Task to carry out: Gather every line of the object detection data below that contains the word "plastic" and copy each one in full.

Object detection data:
○ ○ ○ ○
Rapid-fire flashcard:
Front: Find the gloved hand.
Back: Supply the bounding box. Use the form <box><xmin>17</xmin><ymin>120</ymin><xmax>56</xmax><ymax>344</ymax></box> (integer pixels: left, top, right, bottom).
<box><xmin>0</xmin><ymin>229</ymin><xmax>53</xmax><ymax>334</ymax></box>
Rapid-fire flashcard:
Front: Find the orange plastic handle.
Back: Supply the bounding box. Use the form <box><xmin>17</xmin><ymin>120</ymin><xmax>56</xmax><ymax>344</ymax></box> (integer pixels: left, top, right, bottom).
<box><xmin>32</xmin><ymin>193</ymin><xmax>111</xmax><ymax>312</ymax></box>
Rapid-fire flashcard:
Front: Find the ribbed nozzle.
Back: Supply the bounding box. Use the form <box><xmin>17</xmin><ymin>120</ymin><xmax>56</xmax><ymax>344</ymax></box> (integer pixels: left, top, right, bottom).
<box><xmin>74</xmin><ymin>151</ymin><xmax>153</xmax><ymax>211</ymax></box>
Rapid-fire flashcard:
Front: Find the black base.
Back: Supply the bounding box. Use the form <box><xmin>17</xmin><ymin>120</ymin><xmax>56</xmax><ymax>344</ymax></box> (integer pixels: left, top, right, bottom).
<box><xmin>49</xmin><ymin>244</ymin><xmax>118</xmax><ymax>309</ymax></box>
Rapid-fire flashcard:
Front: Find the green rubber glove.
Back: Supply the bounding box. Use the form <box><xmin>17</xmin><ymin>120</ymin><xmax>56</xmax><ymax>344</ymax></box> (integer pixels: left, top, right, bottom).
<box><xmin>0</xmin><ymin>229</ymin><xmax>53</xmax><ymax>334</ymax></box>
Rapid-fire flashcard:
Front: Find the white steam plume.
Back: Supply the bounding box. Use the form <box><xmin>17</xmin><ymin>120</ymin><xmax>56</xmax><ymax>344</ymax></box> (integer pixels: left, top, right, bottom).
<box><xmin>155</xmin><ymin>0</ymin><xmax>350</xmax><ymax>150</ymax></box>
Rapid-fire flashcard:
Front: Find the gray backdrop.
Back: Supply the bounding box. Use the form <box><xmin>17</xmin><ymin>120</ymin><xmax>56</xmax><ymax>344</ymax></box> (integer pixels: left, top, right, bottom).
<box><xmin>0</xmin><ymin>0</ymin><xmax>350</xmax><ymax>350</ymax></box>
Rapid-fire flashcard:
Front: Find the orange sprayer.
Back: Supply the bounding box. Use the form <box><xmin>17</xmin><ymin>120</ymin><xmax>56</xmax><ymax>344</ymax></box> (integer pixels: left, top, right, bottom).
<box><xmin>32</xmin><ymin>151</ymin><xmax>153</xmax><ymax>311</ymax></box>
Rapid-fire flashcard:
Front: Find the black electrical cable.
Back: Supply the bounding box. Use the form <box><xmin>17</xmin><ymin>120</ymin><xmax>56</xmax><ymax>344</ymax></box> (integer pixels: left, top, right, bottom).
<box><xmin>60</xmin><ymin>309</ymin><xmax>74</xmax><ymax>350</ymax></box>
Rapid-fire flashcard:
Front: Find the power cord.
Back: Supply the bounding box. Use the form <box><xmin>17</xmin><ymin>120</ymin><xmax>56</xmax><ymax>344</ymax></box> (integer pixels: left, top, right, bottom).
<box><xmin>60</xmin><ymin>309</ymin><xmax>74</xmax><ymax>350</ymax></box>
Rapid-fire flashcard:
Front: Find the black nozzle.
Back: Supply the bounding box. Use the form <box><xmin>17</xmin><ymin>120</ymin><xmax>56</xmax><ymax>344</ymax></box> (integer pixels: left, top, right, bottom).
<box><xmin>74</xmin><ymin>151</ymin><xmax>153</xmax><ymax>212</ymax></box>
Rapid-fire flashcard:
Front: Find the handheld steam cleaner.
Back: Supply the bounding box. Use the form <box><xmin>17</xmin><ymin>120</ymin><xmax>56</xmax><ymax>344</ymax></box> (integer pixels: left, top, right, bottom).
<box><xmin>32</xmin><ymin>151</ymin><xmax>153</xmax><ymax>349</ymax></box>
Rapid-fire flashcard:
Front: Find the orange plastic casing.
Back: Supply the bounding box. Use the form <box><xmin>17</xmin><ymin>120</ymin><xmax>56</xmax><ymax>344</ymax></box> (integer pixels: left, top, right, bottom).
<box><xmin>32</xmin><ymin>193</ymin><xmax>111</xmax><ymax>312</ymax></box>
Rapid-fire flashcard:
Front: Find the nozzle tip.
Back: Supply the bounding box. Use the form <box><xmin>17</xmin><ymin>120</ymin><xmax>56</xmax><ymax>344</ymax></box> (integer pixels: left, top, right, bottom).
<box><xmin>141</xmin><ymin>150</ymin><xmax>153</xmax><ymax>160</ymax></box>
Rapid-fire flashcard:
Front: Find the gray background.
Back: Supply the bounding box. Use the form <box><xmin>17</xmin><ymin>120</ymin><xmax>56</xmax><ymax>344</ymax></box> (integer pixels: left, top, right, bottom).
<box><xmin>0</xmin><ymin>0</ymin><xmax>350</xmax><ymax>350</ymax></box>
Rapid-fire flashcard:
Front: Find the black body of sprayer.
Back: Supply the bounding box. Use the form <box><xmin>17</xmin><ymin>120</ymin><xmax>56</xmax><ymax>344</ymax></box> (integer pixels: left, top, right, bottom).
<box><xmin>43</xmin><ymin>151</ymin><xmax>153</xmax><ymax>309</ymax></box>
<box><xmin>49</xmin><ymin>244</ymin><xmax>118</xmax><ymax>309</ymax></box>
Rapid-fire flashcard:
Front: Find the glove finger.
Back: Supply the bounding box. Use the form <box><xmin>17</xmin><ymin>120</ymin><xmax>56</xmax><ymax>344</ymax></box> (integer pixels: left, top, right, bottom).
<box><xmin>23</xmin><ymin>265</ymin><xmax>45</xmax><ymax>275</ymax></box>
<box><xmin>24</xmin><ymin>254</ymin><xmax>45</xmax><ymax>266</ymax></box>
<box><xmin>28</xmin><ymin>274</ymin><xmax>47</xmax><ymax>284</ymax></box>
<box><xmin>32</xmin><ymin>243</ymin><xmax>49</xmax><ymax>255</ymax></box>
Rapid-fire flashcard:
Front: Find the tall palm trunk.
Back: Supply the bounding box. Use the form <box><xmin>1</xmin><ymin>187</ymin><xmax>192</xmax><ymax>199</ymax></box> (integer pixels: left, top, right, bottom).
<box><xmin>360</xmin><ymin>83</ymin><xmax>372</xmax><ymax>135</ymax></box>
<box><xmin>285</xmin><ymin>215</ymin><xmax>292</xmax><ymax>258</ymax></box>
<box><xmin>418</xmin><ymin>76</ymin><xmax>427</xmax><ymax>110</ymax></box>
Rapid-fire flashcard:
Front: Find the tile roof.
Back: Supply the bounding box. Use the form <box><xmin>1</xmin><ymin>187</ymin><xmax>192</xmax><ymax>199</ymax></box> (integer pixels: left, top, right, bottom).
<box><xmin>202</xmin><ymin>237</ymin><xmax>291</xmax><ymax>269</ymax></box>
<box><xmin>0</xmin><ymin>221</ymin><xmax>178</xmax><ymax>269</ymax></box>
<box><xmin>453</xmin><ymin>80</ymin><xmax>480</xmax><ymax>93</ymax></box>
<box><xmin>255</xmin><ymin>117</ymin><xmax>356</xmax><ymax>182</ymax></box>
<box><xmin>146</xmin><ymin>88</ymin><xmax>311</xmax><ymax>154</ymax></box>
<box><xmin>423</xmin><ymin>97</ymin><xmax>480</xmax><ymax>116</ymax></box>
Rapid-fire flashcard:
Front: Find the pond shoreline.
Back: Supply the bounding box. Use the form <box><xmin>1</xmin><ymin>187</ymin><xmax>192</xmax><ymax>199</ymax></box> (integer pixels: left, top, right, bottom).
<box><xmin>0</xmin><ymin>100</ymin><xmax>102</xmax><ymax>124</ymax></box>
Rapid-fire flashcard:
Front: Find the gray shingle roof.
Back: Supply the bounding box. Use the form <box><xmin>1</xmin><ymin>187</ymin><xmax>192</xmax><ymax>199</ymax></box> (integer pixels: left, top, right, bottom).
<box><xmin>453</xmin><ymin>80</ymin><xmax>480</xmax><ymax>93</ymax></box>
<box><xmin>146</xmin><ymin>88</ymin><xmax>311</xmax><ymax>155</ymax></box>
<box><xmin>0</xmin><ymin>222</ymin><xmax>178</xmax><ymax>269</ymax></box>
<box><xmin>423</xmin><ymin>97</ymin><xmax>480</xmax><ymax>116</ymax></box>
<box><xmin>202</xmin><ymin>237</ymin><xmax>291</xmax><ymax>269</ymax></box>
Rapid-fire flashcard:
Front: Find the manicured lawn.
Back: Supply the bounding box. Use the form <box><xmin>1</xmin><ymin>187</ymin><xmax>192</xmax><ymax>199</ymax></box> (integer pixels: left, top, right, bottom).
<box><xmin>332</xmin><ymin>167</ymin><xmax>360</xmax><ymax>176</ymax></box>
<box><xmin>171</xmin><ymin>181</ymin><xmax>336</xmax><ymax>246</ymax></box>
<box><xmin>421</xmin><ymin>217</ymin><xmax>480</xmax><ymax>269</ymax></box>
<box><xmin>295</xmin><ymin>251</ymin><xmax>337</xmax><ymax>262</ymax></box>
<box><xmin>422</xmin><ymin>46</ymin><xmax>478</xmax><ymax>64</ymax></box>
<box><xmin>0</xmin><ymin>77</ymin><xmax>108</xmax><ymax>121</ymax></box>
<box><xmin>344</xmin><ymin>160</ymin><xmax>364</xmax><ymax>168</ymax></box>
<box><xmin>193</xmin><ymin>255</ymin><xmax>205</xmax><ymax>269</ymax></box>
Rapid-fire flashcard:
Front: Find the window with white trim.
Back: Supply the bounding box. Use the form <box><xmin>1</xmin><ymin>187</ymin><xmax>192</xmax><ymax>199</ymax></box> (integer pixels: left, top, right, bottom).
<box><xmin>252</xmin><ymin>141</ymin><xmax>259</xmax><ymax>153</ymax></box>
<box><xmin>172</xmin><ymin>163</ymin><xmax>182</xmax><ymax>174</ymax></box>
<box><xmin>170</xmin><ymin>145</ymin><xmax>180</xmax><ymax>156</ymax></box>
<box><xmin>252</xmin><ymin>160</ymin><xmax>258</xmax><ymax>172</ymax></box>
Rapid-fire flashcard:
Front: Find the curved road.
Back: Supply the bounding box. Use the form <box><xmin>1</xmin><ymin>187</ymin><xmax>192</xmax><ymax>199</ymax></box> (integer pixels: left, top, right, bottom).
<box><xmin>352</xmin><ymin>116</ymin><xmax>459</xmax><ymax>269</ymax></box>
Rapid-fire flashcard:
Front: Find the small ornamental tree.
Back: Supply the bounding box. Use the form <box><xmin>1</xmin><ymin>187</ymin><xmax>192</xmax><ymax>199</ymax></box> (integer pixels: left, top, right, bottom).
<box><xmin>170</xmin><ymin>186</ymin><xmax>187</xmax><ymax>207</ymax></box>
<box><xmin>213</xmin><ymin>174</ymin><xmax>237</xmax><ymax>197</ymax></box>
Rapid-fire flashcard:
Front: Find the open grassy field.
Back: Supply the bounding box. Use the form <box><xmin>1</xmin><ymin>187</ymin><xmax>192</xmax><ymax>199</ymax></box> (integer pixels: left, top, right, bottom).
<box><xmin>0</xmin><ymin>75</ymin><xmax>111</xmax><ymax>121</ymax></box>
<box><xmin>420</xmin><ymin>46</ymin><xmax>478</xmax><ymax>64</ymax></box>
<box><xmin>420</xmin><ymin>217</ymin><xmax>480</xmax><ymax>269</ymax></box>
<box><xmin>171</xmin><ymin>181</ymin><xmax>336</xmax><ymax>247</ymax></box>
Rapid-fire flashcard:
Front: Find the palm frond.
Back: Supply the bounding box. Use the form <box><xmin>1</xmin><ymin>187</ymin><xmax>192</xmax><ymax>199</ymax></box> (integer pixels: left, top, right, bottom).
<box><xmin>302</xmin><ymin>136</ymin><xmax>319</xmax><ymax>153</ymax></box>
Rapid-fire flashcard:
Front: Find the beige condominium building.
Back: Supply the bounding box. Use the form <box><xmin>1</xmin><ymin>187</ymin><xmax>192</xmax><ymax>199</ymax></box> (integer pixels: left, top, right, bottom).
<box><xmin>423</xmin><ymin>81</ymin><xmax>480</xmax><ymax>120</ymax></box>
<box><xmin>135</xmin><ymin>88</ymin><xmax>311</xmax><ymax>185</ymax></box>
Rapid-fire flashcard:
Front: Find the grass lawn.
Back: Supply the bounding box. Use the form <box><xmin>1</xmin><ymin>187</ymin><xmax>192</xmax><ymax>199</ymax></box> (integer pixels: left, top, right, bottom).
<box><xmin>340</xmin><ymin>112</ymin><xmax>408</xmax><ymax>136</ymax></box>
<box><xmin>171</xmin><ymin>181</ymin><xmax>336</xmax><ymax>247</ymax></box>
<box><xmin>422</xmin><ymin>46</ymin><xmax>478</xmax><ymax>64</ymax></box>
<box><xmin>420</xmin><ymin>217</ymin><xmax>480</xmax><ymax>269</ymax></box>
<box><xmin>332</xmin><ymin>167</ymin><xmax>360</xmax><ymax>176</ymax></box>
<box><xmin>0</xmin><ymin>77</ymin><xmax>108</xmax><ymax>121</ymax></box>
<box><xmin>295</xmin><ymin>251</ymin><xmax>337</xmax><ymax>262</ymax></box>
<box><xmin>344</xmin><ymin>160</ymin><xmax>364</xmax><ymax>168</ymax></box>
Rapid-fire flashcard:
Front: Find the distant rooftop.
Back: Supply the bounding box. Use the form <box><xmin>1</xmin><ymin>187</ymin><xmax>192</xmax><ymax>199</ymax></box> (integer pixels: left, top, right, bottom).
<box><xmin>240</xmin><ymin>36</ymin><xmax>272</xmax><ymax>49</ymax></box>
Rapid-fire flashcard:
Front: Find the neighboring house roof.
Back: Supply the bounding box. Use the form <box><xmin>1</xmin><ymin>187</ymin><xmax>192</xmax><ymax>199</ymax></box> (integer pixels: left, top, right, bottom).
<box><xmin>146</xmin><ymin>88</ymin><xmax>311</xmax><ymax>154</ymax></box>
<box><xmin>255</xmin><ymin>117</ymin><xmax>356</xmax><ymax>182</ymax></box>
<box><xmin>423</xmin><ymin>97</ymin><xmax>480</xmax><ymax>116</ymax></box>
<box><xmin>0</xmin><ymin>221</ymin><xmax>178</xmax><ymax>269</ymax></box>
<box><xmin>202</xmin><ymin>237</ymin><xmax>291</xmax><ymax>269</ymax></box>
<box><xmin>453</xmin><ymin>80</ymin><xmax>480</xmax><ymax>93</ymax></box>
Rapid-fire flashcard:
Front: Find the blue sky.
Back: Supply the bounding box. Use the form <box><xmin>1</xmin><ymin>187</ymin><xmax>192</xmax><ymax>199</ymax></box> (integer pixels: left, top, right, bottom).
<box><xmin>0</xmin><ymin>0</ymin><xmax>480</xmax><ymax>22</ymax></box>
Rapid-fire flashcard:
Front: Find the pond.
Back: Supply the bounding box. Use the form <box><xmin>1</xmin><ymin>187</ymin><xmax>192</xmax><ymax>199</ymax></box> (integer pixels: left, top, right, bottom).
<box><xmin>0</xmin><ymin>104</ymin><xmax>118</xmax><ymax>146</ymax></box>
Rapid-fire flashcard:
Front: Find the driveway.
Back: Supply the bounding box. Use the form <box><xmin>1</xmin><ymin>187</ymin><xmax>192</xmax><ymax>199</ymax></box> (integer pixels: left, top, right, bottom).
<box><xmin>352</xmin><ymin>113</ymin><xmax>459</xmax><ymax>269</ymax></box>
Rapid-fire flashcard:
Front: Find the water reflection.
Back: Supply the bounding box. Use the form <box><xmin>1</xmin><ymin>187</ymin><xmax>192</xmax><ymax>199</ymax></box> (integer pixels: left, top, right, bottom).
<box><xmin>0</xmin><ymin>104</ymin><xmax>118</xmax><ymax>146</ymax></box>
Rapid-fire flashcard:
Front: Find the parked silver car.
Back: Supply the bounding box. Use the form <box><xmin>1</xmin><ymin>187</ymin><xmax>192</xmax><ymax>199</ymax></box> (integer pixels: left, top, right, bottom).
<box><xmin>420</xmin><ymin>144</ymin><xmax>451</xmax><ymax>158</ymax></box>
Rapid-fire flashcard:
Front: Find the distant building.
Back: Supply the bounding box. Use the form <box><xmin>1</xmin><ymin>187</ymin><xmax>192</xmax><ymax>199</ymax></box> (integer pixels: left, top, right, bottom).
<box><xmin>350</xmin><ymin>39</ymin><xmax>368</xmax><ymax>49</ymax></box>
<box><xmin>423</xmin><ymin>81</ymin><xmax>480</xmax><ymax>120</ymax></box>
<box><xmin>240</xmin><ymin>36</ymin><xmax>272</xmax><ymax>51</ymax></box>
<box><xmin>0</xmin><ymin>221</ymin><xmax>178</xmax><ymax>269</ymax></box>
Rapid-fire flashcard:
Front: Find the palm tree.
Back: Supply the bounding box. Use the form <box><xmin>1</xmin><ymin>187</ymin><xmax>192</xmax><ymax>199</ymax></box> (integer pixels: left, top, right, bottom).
○ ○ ○ ○
Expected output:
Front: Find the orange plastic handle.
Front: Find the orange plastic casing.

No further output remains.